Source document
↓↓↓

# The Buffalo - ZDP's legacy



## Metropolicity (Aug 22, 2013)

At last, something I've wanted to build for a long time but didn't know how to do it.

ZDP's legacy, his crowning glory is his Shootist slingshot. A steel core, highly carved, ergonomic slinger designed to take heavy bands (2x TBG). It was one of the first threads I saw here on SSF and one day vowed to make one. I tried to contact him but Dan hasn't been around for a long time. 

So I forged ahead, using his great build photos as reference and digitizing the frame. I am having some of these cut in aluminum but I traded Peppermack some Metbro Classic frames for a rough cut black, 1/4" g10 core. When it showed up today, I could wait it get started on it. I wanted some stark contrast between the black g10' so I chose some simple spruce because it is easy to Is easy to shape and the result is quite light in colour. I am very happy with the shaping, and like ZDP, it was a shape, fit, shape fit, shape fit process. 

I used internal brass 1/4 pins so as to keep the grain consistent. Sanded down to 000 steel wool, a warm bath of BLO for an hour, and 5 coats of CA glue. 

My goal is practice with this and other of the same type for next year's MWST and ECST. 

Thanks for looking and stay tuned for an aluminum one.


----------



## Metropolicity (Aug 22, 2013)

Some more pics


----------



## Metropolicity (Aug 22, 2013)

And a couple more pics. 

The edge is sanded for flat bands to last longer.


----------



## e~shot (Jun 3, 2010)

Awesome buddy!


----------



## Henry the Hermit (Jun 2, 2010)

Very nice. I think Dan would be pleased and I wish he would come around again.


----------



## NaturalFork (Jan 21, 2010)

It is like a work of art. Thank you for sharing.


----------



## Bajaja (May 13, 2011)

NaturalFork said:


> It is like a work of art. Thank you for sharing.


I think it is not "like" a work of art. It is "definitely" work of art.

↑↑↑

Supplied information
↓↓↓

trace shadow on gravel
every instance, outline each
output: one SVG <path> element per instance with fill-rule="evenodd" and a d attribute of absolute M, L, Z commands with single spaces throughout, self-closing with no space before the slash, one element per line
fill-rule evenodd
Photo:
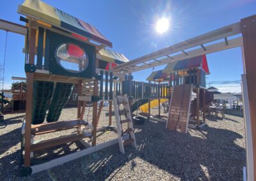
<path fill-rule="evenodd" d="M 0 135 L 0 155 L 20 142 L 20 128 L 17 128 L 6 134 Z"/>
<path fill-rule="evenodd" d="M 243 138 L 236 132 L 206 126 L 202 138 L 169 131 L 161 122 L 147 121 L 135 127 L 137 150 L 126 146 L 125 154 L 122 154 L 115 145 L 52 168 L 48 171 L 49 177 L 58 180 L 63 180 L 63 174 L 64 180 L 129 179 L 131 177 L 127 175 L 132 177 L 137 171 L 150 171 L 138 162 L 140 159 L 181 180 L 243 178 L 245 149 L 234 143 Z M 34 178 L 40 177 L 37 174 Z"/>
<path fill-rule="evenodd" d="M 10 124 L 18 124 L 23 122 L 23 118 L 25 115 L 19 115 L 16 117 L 13 117 L 8 119 L 5 119 L 4 120 L 6 122 L 7 126 Z"/>
<path fill-rule="evenodd" d="M 207 116 L 207 119 L 208 120 L 215 121 L 215 122 L 218 122 L 218 121 L 220 121 L 220 120 L 231 120 L 231 121 L 233 121 L 233 122 L 239 122 L 238 121 L 237 121 L 236 120 L 234 120 L 234 119 L 230 119 L 230 118 L 227 118 L 227 117 L 222 118 L 222 117 L 220 117 L 214 116 L 214 115 L 212 115 L 211 117 Z"/>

↑↑↑

Exercise set
[1] Answer these from the slingshot forum thread:
(a) What core did Metropolicity get from Peppermack in exchange for Metbro Classic frames?
(b) Which wood was chosen to contrast with the core?
(c) Why is the edge sanded?
[2] Repeat the passage of the slingshot forum thread between "So I forged" and "an aluminum one.", inclusive.
[3] Name every distinct username that appears as a post author in the slingshot forum thread.

Results of the exercise
[1]
(a) A rough cut, black, 1/4" G10 core.
(b) Spruce.
(c) So that flat bands last longer.

[2]
So I forged ahead, using his great build photos as reference and digitizing the frame. I am having some of these cut in aluminum but I traded Peppermack some Metbro Classic frames for a rough cut black, 1/4" g10 core. When it showed up today, I could wait it get started on it. I wanted some stark contrast between the black g10' so I chose some simple spruce because it is easy to Is easy to shape and the result is quite light in colour. I am very happy with the shaping, and like ZDP, it was a shape, fit, shape fit, shape fit process. 

I used internal brass 1/4 pins so as to keep the grain consistent. Sanded down to 000 steel wool, a warm bath of BLO for an hour, and 5 coats of CA glue. 

My goal is practice with this and other of the same type for next year's MWST and ECST. 

Thanks for looking and stay tuned for an aluminum one.

[3]
Metropolicity
e~shot
Henry the Hermit
NaturalFork
Bajaja